Records:
· · · · ·

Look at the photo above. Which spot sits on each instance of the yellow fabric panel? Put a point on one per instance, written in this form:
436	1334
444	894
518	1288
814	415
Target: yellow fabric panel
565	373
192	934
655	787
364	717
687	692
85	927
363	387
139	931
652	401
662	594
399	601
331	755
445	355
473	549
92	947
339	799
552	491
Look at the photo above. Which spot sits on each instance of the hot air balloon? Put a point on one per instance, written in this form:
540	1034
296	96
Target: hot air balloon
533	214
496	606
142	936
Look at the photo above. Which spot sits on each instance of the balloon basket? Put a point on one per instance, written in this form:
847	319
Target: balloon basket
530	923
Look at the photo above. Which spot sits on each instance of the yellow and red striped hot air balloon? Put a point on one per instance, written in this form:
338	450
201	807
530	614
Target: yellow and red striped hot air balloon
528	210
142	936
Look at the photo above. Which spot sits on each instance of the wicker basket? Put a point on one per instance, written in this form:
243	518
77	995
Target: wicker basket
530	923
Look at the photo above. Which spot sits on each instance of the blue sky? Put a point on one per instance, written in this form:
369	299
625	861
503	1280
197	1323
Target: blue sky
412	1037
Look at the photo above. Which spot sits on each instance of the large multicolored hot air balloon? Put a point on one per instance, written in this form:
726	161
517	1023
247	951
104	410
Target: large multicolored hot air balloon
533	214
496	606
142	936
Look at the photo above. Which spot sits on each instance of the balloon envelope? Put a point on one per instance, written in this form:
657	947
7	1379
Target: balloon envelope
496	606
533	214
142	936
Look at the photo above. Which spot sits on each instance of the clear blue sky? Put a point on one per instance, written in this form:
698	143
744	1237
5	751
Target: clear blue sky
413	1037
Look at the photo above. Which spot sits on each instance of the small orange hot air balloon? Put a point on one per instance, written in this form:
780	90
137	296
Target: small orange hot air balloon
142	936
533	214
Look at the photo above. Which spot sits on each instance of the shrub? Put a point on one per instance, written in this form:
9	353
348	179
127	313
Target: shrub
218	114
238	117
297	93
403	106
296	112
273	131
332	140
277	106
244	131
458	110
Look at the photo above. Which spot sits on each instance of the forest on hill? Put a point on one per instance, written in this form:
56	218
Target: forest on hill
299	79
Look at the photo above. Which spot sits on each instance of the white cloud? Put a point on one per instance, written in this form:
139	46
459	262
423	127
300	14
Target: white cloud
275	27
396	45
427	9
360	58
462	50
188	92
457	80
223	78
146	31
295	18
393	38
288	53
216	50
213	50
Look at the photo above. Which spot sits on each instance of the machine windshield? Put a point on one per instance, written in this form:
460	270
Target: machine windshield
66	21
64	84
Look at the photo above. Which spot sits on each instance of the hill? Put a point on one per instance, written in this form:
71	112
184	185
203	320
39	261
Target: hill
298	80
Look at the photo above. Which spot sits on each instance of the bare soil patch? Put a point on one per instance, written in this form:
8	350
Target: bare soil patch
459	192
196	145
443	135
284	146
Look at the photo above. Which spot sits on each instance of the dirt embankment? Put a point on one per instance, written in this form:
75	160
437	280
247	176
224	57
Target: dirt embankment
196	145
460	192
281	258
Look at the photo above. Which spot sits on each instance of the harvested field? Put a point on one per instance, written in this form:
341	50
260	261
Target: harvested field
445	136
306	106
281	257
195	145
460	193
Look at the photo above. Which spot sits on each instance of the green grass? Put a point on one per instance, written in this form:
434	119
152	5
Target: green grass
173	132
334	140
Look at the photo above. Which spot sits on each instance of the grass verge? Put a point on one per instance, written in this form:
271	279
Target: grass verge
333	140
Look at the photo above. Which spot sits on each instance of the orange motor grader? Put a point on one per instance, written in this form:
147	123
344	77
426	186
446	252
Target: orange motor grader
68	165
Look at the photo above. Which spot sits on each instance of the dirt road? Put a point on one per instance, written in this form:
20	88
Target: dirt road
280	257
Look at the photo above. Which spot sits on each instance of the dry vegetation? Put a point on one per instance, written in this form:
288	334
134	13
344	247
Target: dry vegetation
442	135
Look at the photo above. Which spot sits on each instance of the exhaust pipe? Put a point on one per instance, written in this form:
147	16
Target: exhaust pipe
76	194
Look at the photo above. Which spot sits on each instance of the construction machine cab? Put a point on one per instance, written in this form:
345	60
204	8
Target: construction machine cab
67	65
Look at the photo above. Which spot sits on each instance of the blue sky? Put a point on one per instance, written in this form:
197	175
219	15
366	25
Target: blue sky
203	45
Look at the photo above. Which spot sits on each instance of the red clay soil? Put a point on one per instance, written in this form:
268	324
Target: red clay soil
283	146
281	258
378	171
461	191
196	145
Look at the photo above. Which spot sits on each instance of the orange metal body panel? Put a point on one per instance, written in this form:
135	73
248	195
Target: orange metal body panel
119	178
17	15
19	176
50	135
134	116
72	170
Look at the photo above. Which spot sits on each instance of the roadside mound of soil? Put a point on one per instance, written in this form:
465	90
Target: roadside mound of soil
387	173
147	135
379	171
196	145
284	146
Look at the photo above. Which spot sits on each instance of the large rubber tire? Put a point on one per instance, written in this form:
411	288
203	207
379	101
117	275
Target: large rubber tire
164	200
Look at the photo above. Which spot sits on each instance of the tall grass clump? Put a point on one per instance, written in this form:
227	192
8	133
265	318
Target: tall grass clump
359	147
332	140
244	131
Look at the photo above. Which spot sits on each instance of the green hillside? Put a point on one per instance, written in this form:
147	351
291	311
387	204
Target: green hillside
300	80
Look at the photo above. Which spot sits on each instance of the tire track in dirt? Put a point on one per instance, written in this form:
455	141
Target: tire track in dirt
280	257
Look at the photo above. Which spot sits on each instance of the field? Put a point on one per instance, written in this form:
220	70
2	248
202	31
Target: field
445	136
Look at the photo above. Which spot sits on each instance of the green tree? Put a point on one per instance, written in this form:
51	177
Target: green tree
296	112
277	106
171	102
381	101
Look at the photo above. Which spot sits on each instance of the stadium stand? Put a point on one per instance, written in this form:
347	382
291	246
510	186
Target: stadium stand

· · · · ·

PROBLEM ->
In the entries above, take the line containing "of the roadside" and each later line through the last, and repeat them exactly. Output nothing else.

THE ANSWER ->
Look at the photo above. Which spot sits on each instance of the roadside mound of soil? Put a point on one per instance, written in this form:
465	90
Target: roadside mound of soil
387	173
147	135
379	171
196	145
284	146
Look at the photo above. Which spot sits on each instance of the large rubber tire? Put a point on one per instance, written in this form:
411	288
203	207
379	101
117	275
Target: large rubber tire
164	200
Look at the photo above. Which spot sits on each instance of the tall grass clump? Put a point on one per instance, written in this form:
227	192
8	133
265	318
Target: tall grass clump
359	147
332	140
244	131
Look at the photo above. Which spot sits on each instance of the green hillside? Put a point on one per instance, written in this form:
147	351
291	311
387	204
Target: green hillside
300	80
Look at the photo above. Which spot sits on each instance of the tire track in dirt? Put a point on one per instance, written in this form:
455	141
Target: tire track in dirt
280	257
Look at the photo above. Which spot sits on each instance of the field? Put a point on one per instance, written in this form:
220	70
2	248
202	31
Target: field
445	136
Look at the photo above. Which spot sits on each instance of the green tree? Put a point on one per instance, written in this form:
51	177
Target: green tree
296	112
277	106
171	102
381	101
Look at the photo above. Which spot sits on each instance of the stadium stand? Put a point on one per instance, written in this form:
347	382
291	246
510	186
Target: stadium stand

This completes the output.